_Sua tarefa_. Liste todos os crimes que a reportagem sobre a rebelião no Urso Branco cita ao mencionar a condenação de Birrinha.

Título: O horror de volta em rebelião no Urso Branco
Autor: Alan Gripp
Fonte: O Globo, 28/12/2005, O País, p. 8

Presos dizem já ter matado 16 pessoas, mas Secretaria de Segurança de Rondônia não confirma informação

BRASÍLIA.A Casa de Detenção José Mário Alves da Silva, em Porto Velho (RO), que ficou conhecida em todo o país quando presos rebelados exibiram para as câmeras cabeças de detentos decapitados, em abril de 2004, pode ter sido palco de novo espetáculo de horror. Em um motim que começou às 17h do domingo de Natal, presos disseram já ter assassinado 16 pessoas, entre elas detentos jurados de morte e parentes que foram capturados durante o horário de visita.

Autoridades do estado disseram não ter provas de que reféns tenham sido mortos, embora chefes da rebelião tenham exibido aparentemente dois corpos pendurados do alto de uma caixa d'água. Segundo a Secretaria de Segurança de Rondônia, até a noite de ontem havia pelo menos 203 reféns no presídio, conhecido como Urso Branco.

- Não há prova de que há mortos. Analisamos as imagens de um dos supostos corpos exibidos e parece um blefe (os corpos estavam cobertos) - disse o secretário de Segurança, Renato Eduardo de Sousa.

Birrinha é um dos líderes que controlam o presídio

Os rebelados exigem o retorno ao presídio de Ednildo Paula Souza, conhecido como Birrinha, transferido por ordem da Justiça na última sexta-feira para o presídio de Nova Mamoré, em Vila Nova, a 300 quilômetros de Porto Velho. Birrinha é um dos líderes da facção que controla o Urso Branco e está condenado a mais de cem anos de prisão por diversos crimes, entre eles homicídio, latrocínio, roubo e tráfico de drogas. O bandido também foi um dos comandantes da rebelião de abril de 2004.

_Dados armazenados_.
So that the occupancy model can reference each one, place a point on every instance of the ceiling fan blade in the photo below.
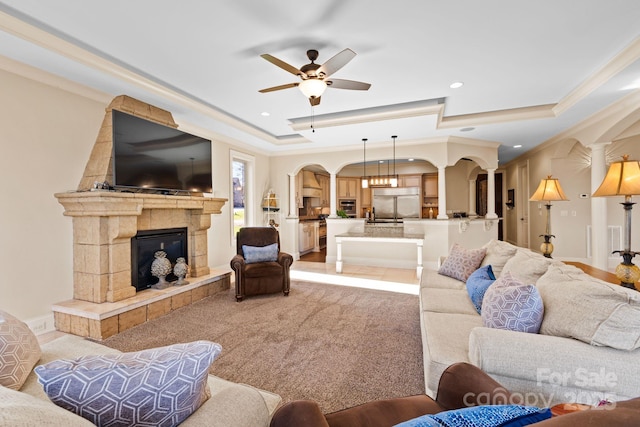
(271, 89)
(347, 84)
(280, 63)
(336, 62)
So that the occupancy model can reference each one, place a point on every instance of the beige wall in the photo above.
(46, 136)
(570, 219)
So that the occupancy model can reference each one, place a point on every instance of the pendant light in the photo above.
(365, 180)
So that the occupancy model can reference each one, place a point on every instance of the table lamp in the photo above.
(623, 179)
(548, 191)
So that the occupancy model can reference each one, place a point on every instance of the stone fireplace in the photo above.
(104, 223)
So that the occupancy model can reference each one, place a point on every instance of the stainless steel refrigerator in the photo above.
(396, 203)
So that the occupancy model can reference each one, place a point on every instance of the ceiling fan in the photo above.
(315, 77)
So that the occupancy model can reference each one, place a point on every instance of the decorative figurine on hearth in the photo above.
(160, 267)
(180, 270)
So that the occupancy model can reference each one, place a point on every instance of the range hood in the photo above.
(310, 185)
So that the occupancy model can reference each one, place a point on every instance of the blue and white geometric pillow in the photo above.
(482, 416)
(155, 387)
(513, 305)
(253, 254)
(478, 283)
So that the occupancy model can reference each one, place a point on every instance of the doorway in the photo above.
(522, 206)
(481, 199)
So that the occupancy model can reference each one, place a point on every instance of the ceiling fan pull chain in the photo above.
(312, 128)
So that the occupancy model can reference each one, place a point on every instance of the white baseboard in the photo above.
(41, 325)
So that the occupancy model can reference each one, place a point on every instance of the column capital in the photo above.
(597, 145)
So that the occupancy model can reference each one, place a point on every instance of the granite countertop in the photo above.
(381, 234)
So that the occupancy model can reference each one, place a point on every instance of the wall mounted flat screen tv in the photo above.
(151, 156)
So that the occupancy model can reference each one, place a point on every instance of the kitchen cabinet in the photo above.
(325, 185)
(410, 181)
(347, 188)
(299, 199)
(306, 237)
(430, 185)
(430, 195)
(365, 200)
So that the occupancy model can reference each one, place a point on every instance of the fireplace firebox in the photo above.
(144, 245)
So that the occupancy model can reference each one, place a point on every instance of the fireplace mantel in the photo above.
(104, 223)
(113, 203)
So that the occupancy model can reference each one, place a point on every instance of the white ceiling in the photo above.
(200, 59)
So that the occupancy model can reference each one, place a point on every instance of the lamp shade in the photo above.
(312, 88)
(548, 190)
(622, 179)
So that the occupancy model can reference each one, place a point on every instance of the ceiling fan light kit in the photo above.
(312, 88)
(315, 77)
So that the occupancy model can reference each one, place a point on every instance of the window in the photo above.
(242, 191)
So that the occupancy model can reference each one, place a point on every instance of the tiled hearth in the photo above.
(102, 320)
(104, 300)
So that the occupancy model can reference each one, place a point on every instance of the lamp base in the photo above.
(547, 247)
(626, 271)
(628, 274)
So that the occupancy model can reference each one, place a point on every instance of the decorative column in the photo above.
(333, 207)
(293, 206)
(442, 194)
(472, 197)
(491, 194)
(599, 220)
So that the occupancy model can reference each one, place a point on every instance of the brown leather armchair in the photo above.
(261, 277)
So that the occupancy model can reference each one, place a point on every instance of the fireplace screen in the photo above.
(143, 247)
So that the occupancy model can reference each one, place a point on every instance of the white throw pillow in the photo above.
(461, 262)
(582, 307)
(527, 266)
(498, 253)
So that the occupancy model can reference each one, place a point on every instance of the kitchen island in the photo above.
(382, 235)
(367, 244)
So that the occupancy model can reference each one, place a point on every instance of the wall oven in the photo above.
(349, 207)
(322, 234)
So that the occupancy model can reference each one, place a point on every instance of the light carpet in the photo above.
(337, 345)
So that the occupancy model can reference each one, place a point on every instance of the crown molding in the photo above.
(622, 60)
(46, 40)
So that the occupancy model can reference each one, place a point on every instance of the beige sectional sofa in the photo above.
(230, 404)
(586, 350)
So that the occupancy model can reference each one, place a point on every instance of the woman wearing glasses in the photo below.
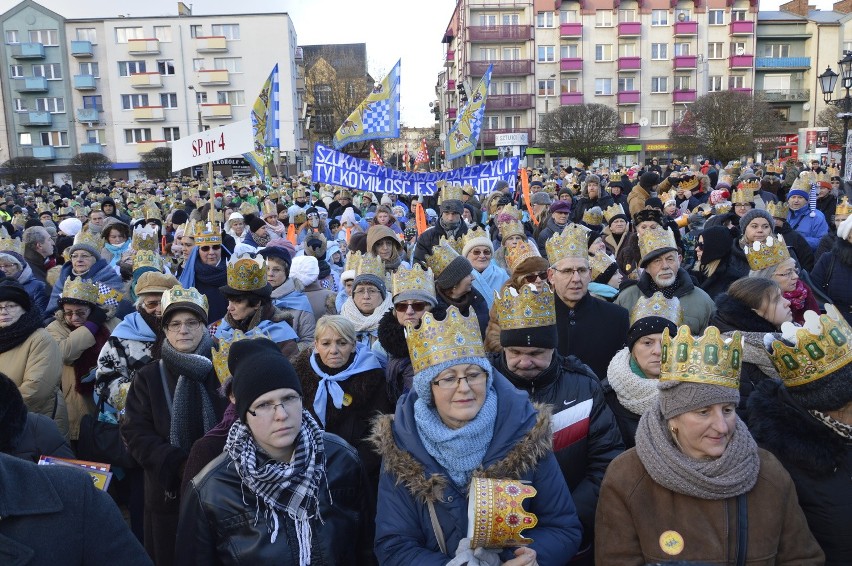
(171, 403)
(283, 491)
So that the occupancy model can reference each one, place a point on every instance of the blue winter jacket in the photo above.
(520, 449)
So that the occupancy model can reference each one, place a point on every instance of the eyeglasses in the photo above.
(176, 325)
(417, 306)
(289, 404)
(453, 382)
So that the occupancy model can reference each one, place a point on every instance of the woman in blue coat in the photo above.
(463, 419)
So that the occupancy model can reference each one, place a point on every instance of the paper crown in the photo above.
(524, 308)
(822, 346)
(496, 515)
(414, 279)
(761, 255)
(246, 273)
(657, 305)
(711, 359)
(437, 341)
(442, 255)
(572, 242)
(178, 294)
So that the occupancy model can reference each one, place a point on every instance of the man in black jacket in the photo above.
(585, 434)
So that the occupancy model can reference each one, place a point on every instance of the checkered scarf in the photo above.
(284, 488)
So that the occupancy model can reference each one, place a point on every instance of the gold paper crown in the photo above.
(524, 308)
(246, 273)
(823, 345)
(572, 242)
(80, 290)
(414, 279)
(435, 342)
(761, 255)
(710, 359)
(657, 305)
(442, 255)
(178, 294)
(655, 239)
(778, 209)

_Solução do exercício_.
- homicídio
- latrocínio
- roubo
- tráfico de drogas